Passage
Few years back, dividend income is exempt in hands of taxpayers because company is paying DDT at the time of distribution of dividend however, after 2020 it is made taxable in the hand of taxpayers and company need not to pay any DDT on this announced dividend. Below are some of FAQ’s that are asked related to taxability of Dividend.

What is the meaning of Dividend?

Dividend usually refers to the distribution of profits by a company to its shareholders. However, in view of Section 2(22) of the Income-tax Act, the dividend shall also include the following:

(a) Distribution of accumulated profits to shareholders entailing release of the company’s assets;

(b) Distribution of debentures or deposit certificates to shareholders out of the accumulated profits of the company and issue of bonus shares to preference shareholders out of accumulated profits;

(c) Distribution made to shareholders of the company on its liquidation out of accumulated profits;

(d) Distribution to shareholders out of accumulated profits on the reduction of capital by the company; and

(e) Loan or advance made by a closely held company to its shareholder out of accumulated profits.

What changes were introduced in the tax treatment of dividends from domestic companies after April 1, 2020?

Before April 1, 2020, dividends were tax-exempt for shareholders, and companies paid Dividend Distribution Tax (DDT). Post-April 1, 2020, DDT was abolished, and dividends became taxable in the hands of shareholders.

I am short term swing traders and received dividend of Rs.50000/- during the year, under which income head my dividend is taxable?

What the task requires
Answer these questions from the passage on dividend taxation:
(a) Which section of the Income-tax Act does it cite for the wider meaning of dividend?
(b) What tax did companies pay on dividends before April 1, 2020?
(c) A loan or advance to a shareholder out of accumulated profits counts as dividend when made by what kind of company?
The records come from a source unrelated to the passage.

Dataset extract
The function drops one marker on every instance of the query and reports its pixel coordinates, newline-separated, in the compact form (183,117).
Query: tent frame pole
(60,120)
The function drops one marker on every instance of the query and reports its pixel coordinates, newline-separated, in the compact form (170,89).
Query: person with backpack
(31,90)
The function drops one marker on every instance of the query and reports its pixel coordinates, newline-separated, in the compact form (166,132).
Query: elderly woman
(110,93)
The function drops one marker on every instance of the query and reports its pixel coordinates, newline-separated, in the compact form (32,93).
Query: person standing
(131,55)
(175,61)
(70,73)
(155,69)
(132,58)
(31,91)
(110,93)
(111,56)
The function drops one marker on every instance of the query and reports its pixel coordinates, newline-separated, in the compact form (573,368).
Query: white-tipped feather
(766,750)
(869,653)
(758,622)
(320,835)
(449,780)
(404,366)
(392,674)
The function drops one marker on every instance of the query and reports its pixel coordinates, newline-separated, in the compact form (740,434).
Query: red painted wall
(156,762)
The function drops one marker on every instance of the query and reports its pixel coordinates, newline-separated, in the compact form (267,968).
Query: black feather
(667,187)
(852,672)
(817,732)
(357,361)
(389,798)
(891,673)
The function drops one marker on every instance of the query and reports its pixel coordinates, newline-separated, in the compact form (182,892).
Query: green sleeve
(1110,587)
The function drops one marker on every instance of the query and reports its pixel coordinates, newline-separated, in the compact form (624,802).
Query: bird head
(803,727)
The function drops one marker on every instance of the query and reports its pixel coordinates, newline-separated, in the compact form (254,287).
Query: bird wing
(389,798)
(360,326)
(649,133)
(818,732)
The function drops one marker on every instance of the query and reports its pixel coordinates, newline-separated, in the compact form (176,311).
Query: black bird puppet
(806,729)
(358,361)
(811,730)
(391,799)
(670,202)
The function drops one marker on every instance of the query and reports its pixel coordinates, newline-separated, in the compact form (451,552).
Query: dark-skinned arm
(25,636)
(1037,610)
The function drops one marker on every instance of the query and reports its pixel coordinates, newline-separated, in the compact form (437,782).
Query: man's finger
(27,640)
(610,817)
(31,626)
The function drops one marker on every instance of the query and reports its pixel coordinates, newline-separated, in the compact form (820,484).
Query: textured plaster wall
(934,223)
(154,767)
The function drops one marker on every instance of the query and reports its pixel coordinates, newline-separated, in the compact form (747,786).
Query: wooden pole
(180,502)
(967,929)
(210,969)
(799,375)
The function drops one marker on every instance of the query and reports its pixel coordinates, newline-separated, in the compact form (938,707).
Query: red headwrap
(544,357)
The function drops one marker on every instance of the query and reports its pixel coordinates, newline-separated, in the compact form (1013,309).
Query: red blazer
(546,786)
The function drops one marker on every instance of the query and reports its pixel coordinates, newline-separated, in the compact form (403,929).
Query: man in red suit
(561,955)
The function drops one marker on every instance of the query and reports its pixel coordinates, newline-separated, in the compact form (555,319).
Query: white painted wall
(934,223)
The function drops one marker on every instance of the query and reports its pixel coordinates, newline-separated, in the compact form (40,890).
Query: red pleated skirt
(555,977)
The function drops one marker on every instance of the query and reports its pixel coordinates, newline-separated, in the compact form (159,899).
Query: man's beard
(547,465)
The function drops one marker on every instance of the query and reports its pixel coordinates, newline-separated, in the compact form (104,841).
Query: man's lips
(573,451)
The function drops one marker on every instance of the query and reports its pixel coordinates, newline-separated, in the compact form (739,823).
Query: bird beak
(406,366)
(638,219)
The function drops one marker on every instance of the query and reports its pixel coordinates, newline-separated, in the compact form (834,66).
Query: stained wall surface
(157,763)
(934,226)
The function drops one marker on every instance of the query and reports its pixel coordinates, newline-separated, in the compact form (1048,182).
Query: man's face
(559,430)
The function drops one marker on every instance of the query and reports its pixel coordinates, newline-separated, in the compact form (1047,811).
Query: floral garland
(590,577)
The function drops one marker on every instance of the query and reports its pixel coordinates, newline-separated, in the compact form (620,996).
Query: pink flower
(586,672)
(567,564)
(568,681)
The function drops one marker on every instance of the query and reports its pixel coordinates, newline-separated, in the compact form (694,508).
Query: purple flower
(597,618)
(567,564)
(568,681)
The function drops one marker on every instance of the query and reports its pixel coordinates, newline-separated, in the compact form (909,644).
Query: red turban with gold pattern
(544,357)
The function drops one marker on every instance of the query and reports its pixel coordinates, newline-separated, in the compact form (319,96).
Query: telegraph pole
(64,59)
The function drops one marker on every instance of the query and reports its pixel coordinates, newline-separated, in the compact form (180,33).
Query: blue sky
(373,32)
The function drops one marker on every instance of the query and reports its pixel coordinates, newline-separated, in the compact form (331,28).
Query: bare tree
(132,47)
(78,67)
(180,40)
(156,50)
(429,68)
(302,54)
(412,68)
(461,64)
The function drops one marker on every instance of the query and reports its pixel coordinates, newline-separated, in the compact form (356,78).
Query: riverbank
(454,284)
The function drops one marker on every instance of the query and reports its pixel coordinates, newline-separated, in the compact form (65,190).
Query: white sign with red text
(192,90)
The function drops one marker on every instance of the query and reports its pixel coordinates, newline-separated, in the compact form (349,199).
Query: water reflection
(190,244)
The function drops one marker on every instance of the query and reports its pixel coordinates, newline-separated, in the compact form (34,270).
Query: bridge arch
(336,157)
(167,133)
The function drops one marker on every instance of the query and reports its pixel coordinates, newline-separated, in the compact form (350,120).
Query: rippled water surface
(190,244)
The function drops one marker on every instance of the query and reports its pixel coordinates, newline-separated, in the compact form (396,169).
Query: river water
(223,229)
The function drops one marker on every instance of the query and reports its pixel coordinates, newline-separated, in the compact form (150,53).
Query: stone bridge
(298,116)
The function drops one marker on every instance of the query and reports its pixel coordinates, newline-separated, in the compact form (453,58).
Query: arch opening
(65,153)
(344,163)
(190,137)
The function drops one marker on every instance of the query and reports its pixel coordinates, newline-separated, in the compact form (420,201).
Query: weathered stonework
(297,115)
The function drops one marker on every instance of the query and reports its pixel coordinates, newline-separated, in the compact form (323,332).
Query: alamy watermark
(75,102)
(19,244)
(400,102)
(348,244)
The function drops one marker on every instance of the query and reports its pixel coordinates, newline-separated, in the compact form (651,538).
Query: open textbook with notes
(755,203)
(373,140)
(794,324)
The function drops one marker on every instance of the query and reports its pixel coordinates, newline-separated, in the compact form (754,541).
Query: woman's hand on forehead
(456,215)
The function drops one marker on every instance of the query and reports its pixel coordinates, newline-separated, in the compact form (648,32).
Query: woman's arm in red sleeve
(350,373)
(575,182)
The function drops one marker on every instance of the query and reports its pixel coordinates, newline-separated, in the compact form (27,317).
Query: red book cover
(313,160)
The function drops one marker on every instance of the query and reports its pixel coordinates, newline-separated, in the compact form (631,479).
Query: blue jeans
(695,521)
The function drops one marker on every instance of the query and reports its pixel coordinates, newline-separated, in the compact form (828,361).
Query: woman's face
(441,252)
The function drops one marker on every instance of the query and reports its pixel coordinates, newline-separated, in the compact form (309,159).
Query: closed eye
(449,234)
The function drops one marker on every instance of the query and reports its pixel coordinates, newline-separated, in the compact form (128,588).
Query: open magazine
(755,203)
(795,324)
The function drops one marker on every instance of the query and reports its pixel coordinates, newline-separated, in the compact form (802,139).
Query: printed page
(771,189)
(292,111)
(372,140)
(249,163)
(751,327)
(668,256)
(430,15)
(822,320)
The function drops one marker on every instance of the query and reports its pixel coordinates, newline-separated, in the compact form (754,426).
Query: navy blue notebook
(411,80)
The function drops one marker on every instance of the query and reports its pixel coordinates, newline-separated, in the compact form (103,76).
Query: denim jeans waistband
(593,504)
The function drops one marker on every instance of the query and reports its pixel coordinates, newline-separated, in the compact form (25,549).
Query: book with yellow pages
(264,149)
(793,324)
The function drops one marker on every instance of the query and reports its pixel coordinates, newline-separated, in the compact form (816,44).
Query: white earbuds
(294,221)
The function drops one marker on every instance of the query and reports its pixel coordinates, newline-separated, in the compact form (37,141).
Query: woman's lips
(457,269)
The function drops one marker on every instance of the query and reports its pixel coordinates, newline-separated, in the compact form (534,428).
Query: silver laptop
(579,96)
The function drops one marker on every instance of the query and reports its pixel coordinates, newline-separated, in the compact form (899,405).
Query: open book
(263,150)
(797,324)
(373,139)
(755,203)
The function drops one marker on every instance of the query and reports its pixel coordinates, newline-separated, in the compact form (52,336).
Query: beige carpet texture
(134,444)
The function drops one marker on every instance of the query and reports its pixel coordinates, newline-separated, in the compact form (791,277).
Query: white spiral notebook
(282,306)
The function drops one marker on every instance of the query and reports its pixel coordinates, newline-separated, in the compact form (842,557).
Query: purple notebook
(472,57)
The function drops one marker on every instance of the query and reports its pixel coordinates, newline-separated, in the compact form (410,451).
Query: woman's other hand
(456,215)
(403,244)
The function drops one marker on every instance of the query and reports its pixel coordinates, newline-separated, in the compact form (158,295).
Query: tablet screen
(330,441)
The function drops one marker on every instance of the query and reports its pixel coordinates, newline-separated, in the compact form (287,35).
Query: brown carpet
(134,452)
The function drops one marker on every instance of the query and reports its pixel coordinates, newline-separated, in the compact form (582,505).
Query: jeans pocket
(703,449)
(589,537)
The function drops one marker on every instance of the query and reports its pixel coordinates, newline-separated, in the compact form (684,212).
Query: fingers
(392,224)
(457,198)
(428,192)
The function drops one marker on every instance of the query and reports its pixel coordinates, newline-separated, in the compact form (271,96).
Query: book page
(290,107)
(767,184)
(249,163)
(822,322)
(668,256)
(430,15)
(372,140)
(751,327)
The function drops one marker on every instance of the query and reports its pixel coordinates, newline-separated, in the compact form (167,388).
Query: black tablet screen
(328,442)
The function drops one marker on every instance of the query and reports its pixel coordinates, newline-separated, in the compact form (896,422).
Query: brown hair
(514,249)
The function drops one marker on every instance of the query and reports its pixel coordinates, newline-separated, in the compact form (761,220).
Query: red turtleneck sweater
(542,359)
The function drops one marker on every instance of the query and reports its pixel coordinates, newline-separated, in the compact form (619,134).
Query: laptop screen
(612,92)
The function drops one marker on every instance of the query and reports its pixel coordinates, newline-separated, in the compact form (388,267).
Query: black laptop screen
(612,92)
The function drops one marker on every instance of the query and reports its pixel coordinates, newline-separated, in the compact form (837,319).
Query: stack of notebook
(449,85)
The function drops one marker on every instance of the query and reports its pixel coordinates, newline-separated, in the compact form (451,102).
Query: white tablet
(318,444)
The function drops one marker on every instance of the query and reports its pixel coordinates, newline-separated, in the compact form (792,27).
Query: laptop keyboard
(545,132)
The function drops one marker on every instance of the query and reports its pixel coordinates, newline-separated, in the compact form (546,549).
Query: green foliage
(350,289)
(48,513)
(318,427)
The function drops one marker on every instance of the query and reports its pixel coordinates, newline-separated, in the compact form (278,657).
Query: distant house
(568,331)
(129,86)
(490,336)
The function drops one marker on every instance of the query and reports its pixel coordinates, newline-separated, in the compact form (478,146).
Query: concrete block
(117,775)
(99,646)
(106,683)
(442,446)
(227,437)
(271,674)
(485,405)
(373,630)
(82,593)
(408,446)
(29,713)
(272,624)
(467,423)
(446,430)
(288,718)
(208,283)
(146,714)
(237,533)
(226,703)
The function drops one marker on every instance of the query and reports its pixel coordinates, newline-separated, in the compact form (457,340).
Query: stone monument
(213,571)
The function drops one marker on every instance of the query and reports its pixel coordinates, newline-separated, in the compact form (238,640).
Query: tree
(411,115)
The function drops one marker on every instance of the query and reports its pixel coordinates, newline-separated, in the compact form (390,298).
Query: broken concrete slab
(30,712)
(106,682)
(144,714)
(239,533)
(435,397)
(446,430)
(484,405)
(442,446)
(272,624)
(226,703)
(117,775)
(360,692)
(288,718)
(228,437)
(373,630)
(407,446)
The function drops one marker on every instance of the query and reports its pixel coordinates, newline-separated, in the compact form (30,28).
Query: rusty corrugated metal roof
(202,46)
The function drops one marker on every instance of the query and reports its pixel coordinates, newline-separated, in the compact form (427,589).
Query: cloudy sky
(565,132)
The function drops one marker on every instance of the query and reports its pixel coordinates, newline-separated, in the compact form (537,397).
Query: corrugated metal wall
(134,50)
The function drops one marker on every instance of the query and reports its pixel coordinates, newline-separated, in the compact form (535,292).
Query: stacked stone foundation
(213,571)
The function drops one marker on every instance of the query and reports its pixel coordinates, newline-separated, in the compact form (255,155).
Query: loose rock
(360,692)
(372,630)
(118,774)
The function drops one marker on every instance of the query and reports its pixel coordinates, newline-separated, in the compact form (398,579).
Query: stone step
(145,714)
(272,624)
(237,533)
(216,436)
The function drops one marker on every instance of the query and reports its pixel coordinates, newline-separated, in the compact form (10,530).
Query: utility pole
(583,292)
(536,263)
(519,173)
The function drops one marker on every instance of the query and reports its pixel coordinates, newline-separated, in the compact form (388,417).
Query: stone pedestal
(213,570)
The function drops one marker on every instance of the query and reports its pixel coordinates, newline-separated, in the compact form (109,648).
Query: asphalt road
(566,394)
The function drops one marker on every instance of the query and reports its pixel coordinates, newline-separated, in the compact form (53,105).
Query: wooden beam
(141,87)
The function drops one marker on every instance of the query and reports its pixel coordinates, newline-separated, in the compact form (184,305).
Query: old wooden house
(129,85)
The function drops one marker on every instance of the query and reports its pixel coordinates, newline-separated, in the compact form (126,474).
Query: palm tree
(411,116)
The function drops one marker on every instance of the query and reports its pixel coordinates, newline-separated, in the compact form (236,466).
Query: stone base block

The response
(a) Section 2(22)
(b) Dividend Distribution Tax (DDT)
(c) A closely held company